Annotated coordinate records
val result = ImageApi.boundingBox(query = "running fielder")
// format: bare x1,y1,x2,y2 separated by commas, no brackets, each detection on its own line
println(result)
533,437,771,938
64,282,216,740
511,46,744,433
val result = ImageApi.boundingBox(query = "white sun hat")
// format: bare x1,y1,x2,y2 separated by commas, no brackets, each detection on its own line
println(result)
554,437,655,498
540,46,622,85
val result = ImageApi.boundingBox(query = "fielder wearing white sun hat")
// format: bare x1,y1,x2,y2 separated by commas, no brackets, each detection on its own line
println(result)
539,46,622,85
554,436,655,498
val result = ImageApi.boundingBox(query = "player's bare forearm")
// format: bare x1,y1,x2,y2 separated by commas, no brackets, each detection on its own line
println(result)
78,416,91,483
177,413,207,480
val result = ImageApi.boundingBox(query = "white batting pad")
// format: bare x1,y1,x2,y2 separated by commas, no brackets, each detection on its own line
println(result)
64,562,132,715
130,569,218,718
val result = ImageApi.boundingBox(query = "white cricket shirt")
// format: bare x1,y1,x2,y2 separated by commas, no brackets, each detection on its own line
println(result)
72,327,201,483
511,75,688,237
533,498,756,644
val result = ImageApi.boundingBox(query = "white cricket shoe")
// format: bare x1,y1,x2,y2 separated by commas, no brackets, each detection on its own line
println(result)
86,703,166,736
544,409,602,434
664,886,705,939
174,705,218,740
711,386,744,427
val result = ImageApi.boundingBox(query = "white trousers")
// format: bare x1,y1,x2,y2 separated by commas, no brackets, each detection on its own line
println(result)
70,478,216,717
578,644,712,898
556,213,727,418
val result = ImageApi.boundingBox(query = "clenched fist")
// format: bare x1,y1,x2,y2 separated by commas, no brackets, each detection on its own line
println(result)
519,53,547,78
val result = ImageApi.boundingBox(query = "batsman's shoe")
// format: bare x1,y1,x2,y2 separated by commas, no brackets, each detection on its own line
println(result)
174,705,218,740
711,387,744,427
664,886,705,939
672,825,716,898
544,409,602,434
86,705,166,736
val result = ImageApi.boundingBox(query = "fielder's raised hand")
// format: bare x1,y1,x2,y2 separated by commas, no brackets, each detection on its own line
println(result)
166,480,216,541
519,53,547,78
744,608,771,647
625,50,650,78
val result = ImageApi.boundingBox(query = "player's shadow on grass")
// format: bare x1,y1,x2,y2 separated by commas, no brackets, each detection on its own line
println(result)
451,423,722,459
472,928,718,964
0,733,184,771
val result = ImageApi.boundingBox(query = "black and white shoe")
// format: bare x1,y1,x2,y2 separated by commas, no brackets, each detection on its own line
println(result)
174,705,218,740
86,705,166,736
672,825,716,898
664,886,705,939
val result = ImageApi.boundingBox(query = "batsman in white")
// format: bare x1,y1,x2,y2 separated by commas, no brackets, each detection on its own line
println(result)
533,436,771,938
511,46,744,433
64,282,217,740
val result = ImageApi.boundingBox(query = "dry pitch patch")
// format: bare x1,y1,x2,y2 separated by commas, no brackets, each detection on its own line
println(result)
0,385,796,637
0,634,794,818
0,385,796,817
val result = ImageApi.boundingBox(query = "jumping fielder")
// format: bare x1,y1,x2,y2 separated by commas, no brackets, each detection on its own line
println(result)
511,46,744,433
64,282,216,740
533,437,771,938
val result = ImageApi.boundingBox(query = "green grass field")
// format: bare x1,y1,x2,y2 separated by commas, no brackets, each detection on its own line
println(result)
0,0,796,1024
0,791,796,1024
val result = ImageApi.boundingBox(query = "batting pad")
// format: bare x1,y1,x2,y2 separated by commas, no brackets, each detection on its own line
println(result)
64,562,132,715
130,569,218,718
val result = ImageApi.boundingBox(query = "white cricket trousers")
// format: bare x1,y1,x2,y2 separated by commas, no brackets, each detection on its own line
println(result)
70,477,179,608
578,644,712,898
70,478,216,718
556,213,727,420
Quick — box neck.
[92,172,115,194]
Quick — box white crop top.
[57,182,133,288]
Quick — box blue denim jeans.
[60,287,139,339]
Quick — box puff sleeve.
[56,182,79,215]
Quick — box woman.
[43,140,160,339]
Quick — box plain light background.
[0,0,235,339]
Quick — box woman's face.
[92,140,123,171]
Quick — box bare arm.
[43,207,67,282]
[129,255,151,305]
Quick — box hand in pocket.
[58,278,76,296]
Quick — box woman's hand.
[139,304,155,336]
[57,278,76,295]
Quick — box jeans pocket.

GIVEN REQUEST: Put every line of the material above into a Markdown table with the columns Row and Line. Number the rows in order and leave out any blank lines.

COMPLETE RESPONSE:
| Row | Line |
|---|---|
| 1 | val result = ImageApi.boundingBox(query = "running fielder") |
| 2 | // format: bare x1,y1,x2,y2 separated by commas, no brackets, each detection on its own line |
| 3 | println(result) |
| 4 | 533,437,771,938 |
| 5 | 64,282,216,740 |
| 6 | 511,46,744,433 |
| 7 | val result = ImageApi.boundingBox(query = "white sun hat") |
| 8 | // format: bare x1,y1,x2,y2 separated by commas, no brackets, each detection on its own line |
| 9 | println(result) |
| 10 | 554,437,655,498 |
| 11 | 540,46,622,85 |
| 12 | val result = ImageApi.boundingBox(query = "fielder wearing white sun hat") |
| 13 | // format: bare x1,y1,x2,y2 separated by commas, no brackets, each detection on its own line |
| 14 | println(result) |
| 15 | 539,46,622,85 |
| 16 | 554,436,655,498 |
| 17 | val result = ImageApi.boundingBox(query = "player's bare forearm") |
| 18 | // format: bare x1,y1,x2,y2 separated by commas, no brackets, each detection on its own line |
| 19 | println(result) |
| 20 | 78,416,91,483 |
| 21 | 177,413,207,480 |
| 22 | val result = ImageApi.boundingBox(query = "white batting pad") |
| 23 | // format: bare x1,y1,x2,y2 separated by commas, no brackets, each detection on its own line |
| 24 | println(result) |
| 25 | 64,562,132,715 |
| 26 | 130,569,218,718 |
| 27 | val result = ImageApi.boundingBox(query = "white cricket shirt") |
| 28 | // format: bare x1,y1,x2,y2 separated by commas, no brackets, each detection on its own line |
| 29 | println(result) |
| 30 | 72,327,201,483 |
| 31 | 511,75,688,237 |
| 32 | 533,498,756,644 |
| 33 | val result = ImageApi.boundingBox(query = "white cricket shoe") |
| 34 | // format: bare x1,y1,x2,y2 separated by commas, no brackets, each detection on its own line |
| 35 | println(result) |
| 36 | 86,703,166,736 |
| 37 | 544,409,602,434 |
| 38 | 664,886,705,939 |
| 39 | 174,705,218,740 |
| 40 | 711,386,744,427 |
| 41 | val result = ImageApi.boundingBox(query = "white trousers") |
| 42 | // format: bare x1,y1,x2,y2 separated by commas, no brackets, each detection on its own line |
| 43 | println(result) |
| 44 | 70,478,216,717 |
| 45 | 578,644,712,898 |
| 46 | 556,213,727,418 |
| 47 | val result = ImageApi.boundingBox(query = "clenched fist") |
| 48 | // format: bare x1,y1,x2,y2 separated by commas, no brackets, each detection on its own line |
| 49 | println(result) |
| 50 | 519,53,547,78 |
| 51 | val result = ImageApi.boundingBox(query = "batsman's shoe") |
| 52 | // format: bare x1,y1,x2,y2 separated by commas, no brackets, each detection on its own line |
| 53 | println(result) |
| 54 | 174,705,218,740 |
| 55 | 711,387,744,427 |
| 56 | 664,886,705,939 |
| 57 | 672,825,716,898 |
| 58 | 544,409,602,434 |
| 59 | 86,705,166,736 |
| 60 | val result = ImageApi.boundingBox(query = "fielder's raised hand") |
| 61 | // format: bare x1,y1,x2,y2 separated by commas, no brackets, each detection on its own line |
| 62 | println(result) |
| 63 | 166,480,216,541 |
| 64 | 519,53,547,78 |
| 65 | 744,608,771,647 |
| 66 | 625,50,650,78 |
| 67 | val result = ImageApi.boundingBox(query = "player's shadow on grass") |
| 68 | // format: bare x1,y1,x2,y2 separated by commas, no brackets, each detection on its own line |
| 69 | println(result) |
| 70 | 451,423,722,459 |
| 71 | 472,928,718,964 |
| 72 | 0,733,184,771 |
| 73 | val result = ImageApi.boundingBox(query = "black and white shoe") |
| 74 | // format: bare x1,y1,x2,y2 separated by commas, no brackets, each detection on its own line |
| 75 | println(result) |
| 76 | 174,705,218,740 |
| 77 | 86,705,166,736 |
| 78 | 672,825,716,898 |
| 79 | 664,886,705,939 |
| 80 | val result = ImageApi.boundingBox(query = "batsman in white") |
| 81 | // format: bare x1,y1,x2,y2 separated by commas, no brackets, each detection on its own line |
| 82 | println(result) |
| 83 | 533,436,771,938 |
| 84 | 511,46,744,433 |
| 85 | 64,282,217,740 |
| 86 | val result = ImageApi.boundingBox(query = "dry pitch patch") |
| 87 | // format: bare x1,y1,x2,y2 separated by commas, no brackets, each detection on its own line |
| 88 | println(result) |
| 89 | 0,385,796,637 |
| 90 | 0,634,794,818 |
| 91 | 0,385,796,817 |
| 92 | val result = ImageApi.boundingBox(query = "jumping fielder") |
| 93 | // format: bare x1,y1,x2,y2 separated by commas, no brackets, each detection on its own line |
| 94 | println(result) |
| 95 | 511,46,744,433 |
| 96 | 64,282,216,740 |
| 97 | 533,437,771,938 |
| 98 | val result = ImageApi.boundingBox(query = "green grass field") |
| 99 | // format: bare x1,y1,x2,y2 separated by commas, no brackets, each detection on its own line |
| 100 | println(result) |
| 101 | 0,0,796,1024 |
| 102 | 0,791,796,1024 |
| 103 | val result = ImageApi.boundingBox(query = "batting pad") |
| 104 | // format: bare x1,y1,x2,y2 separated by commas, no brackets, each detection on its own line |
| 105 | println(result) |
| 106 | 64,562,132,715 |
| 107 | 130,569,218,718 |
| 108 | val result = ImageApi.boundingBox(query = "white cricket trousers") |
| 109 | // format: bare x1,y1,x2,y2 separated by commas, no brackets, each detection on its own line |
| 110 | println(result) |
| 111 | 70,477,179,608 |
| 112 | 578,644,712,898 |
| 113 | 70,478,216,718 |
| 114 | 556,213,727,420 |
| 115 | Quick — box neck. |
| 116 | [92,172,115,194] |
| 117 | Quick — box white crop top. |
| 118 | [57,182,133,288] |
| 119 | Quick — box blue denim jeans. |
| 120 | [60,287,139,339] |
| 121 | Quick — box puff sleeve. |
| 122 | [56,182,79,215] |
| 123 | Quick — box woman. |
| 124 | [43,140,160,339] |
| 125 | Quick — box plain light background. |
| 126 | [0,0,235,339] |
| 127 | Quick — box woman's face. |
| 128 | [92,140,123,171] |
| 129 | Quick — box bare arm. |
| 130 | [43,207,67,282] |
| 131 | [129,255,151,305] |
| 132 | Quick — box hand in pocket. |
| 133 | [58,278,76,296] |
| 134 | Quick — box woman's hand. |
| 135 | [139,304,155,336] |
| 136 | [57,278,76,295] |
| 137 | Quick — box jeans pocket. |